>> Begin DATA SUPPLIED
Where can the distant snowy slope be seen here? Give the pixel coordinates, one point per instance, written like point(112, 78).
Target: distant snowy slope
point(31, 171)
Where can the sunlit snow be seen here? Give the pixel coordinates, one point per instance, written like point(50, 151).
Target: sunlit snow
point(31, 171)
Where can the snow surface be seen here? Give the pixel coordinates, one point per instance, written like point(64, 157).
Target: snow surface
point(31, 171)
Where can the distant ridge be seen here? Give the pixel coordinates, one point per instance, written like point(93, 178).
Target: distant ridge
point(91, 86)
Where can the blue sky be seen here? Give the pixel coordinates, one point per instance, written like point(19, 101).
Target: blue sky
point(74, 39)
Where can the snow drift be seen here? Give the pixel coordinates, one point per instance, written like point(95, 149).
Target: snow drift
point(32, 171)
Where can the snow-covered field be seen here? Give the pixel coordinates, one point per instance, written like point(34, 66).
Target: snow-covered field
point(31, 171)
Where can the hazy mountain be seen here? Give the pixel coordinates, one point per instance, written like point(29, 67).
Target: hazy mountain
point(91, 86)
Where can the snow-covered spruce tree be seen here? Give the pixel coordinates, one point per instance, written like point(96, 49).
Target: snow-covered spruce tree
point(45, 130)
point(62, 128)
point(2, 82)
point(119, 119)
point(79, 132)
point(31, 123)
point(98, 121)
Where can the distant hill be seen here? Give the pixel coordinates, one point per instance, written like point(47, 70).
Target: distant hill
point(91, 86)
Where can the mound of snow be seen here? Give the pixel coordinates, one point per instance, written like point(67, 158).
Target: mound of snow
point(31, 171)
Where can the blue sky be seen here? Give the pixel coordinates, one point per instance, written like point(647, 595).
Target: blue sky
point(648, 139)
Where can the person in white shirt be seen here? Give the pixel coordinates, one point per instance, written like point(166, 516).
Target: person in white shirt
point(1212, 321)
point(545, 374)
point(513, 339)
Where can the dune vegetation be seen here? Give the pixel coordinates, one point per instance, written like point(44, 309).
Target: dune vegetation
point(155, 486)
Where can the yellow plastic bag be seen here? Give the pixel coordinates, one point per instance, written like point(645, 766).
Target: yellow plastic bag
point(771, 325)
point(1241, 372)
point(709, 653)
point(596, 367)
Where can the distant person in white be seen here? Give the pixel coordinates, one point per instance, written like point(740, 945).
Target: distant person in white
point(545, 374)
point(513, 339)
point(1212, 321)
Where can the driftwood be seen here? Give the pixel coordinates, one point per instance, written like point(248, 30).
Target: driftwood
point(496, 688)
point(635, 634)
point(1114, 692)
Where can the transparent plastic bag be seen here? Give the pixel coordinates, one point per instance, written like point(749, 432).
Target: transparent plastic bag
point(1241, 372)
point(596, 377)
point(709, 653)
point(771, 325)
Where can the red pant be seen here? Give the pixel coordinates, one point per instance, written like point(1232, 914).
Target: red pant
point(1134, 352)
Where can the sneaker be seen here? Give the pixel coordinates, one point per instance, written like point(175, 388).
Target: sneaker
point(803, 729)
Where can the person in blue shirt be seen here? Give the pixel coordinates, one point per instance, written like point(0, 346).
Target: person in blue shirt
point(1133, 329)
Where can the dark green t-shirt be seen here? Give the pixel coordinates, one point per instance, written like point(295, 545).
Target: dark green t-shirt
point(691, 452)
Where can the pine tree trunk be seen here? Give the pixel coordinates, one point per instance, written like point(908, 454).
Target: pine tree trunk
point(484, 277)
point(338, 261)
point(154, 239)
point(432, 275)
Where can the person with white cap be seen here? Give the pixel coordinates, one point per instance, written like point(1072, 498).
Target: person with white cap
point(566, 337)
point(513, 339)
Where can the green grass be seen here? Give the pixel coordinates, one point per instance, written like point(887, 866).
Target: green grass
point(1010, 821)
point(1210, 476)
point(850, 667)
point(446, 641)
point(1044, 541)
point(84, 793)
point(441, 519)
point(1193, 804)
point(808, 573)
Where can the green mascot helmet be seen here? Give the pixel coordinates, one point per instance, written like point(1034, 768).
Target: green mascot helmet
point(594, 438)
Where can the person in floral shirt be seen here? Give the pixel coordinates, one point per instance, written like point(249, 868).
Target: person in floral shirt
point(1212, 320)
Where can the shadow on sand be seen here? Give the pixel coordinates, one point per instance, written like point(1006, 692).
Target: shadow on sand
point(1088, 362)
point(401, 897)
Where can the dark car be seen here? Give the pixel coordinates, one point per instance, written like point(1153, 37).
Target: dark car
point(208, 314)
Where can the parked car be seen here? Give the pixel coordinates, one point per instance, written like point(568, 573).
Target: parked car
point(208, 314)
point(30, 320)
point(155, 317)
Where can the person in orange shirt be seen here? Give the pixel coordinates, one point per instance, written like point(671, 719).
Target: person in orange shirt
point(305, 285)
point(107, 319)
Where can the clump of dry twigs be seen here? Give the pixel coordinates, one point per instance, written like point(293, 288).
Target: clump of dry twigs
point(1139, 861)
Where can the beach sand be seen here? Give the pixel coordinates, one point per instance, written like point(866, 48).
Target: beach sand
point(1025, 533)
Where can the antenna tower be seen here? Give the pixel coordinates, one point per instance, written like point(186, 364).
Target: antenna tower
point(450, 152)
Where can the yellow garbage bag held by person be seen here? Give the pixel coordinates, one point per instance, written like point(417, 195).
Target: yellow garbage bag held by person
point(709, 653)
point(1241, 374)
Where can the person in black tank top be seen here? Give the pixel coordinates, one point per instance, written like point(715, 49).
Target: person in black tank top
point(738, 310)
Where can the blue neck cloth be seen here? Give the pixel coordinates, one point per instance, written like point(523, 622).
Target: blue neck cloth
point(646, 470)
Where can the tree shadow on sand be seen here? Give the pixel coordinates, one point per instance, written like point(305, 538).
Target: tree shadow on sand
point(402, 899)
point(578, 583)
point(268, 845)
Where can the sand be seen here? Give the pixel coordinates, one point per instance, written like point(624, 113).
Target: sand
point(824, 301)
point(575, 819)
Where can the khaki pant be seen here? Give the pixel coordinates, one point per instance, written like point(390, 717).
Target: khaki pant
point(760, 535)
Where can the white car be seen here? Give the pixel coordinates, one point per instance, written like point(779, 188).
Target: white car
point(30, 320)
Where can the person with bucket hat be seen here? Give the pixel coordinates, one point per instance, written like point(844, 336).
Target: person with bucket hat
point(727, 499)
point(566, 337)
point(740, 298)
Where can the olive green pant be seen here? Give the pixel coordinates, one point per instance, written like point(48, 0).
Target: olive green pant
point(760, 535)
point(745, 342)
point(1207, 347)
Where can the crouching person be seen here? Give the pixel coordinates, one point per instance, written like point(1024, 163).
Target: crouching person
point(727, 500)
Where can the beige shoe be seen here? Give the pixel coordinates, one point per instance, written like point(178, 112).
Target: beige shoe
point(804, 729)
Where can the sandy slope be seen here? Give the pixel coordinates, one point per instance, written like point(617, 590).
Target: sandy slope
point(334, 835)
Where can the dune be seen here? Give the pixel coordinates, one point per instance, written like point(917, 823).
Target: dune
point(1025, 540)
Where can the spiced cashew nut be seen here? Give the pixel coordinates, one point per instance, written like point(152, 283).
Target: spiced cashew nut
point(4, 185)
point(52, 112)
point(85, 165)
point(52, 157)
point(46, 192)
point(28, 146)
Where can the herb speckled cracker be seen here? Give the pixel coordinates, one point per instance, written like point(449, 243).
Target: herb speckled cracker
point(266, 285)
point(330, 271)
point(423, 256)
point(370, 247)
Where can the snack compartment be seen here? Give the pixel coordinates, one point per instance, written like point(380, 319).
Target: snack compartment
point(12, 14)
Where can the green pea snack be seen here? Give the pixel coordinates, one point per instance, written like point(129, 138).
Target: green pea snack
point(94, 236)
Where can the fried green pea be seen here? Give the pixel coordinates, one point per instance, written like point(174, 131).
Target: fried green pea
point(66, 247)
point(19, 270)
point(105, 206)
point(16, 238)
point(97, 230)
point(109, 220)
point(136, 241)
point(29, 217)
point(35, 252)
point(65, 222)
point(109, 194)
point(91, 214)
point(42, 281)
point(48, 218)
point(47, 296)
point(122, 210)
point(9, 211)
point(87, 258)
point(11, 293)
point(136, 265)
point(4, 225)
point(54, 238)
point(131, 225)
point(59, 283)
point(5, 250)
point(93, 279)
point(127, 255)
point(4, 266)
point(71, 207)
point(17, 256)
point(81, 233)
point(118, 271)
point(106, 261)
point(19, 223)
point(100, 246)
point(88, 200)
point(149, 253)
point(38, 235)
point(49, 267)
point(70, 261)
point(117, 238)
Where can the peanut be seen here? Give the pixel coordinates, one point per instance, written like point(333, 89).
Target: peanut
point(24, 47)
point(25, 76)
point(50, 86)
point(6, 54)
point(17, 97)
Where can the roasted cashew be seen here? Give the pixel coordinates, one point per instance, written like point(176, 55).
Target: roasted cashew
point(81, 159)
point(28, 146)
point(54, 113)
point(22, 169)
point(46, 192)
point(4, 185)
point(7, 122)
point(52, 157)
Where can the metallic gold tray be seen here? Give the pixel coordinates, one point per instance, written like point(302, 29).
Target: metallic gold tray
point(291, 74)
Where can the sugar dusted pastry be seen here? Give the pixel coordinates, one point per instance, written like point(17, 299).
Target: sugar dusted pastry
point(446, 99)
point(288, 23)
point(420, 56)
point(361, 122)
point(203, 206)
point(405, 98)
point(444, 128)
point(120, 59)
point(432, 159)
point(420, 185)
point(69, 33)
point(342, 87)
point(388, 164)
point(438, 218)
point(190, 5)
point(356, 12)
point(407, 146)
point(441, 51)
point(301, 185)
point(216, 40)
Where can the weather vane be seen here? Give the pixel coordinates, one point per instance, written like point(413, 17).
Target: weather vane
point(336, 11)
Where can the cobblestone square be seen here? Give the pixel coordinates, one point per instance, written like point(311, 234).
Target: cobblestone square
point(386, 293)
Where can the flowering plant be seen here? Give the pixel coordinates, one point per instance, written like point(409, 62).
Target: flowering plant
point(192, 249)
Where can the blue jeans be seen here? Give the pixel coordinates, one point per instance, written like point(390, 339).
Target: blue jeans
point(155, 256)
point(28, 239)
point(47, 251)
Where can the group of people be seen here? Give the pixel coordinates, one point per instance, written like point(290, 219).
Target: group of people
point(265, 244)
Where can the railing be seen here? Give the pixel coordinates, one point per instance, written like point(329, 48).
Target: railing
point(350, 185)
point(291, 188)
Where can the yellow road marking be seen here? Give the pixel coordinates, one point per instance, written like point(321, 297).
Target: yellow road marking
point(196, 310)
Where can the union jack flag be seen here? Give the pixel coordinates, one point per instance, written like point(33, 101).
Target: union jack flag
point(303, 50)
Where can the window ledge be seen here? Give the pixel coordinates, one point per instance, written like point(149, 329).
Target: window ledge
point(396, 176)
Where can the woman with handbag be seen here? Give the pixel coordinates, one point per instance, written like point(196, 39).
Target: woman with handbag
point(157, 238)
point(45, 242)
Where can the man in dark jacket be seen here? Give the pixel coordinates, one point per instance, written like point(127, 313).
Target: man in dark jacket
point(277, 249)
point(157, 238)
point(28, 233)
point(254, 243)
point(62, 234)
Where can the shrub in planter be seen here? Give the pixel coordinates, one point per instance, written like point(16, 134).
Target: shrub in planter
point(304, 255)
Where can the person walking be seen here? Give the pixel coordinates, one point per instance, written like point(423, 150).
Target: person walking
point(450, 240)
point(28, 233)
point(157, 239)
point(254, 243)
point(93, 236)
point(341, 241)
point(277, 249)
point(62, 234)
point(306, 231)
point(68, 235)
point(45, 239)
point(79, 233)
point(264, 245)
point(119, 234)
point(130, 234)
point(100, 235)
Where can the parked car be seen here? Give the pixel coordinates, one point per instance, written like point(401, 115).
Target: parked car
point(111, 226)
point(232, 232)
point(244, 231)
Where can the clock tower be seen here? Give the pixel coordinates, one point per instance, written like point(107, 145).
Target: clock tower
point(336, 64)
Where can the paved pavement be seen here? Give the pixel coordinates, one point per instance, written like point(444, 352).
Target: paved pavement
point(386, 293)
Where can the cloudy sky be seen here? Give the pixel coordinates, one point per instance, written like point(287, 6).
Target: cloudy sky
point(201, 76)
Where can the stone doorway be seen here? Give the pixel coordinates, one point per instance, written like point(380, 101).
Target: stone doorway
>> End DATA SUPPLIED
TO DO :: Reproduce the lines from the one with "Where can the olive" up to and including the one with "point(727, 500)", substituting "kneeling person" for "crouching person" and leaving everything else unchanged.

ANSWER FOR THE TASK ::
Where can the olive green pant be seen here? Give the pixel coordinates, one point per instance, written like point(48, 0).
Target: olive green pant
point(760, 535)
point(745, 342)
point(1207, 347)
Where can the kneeling person be seen here? Give the pixel coordinates, one point per instance, written like point(1024, 163).
Target: kneeling person
point(727, 500)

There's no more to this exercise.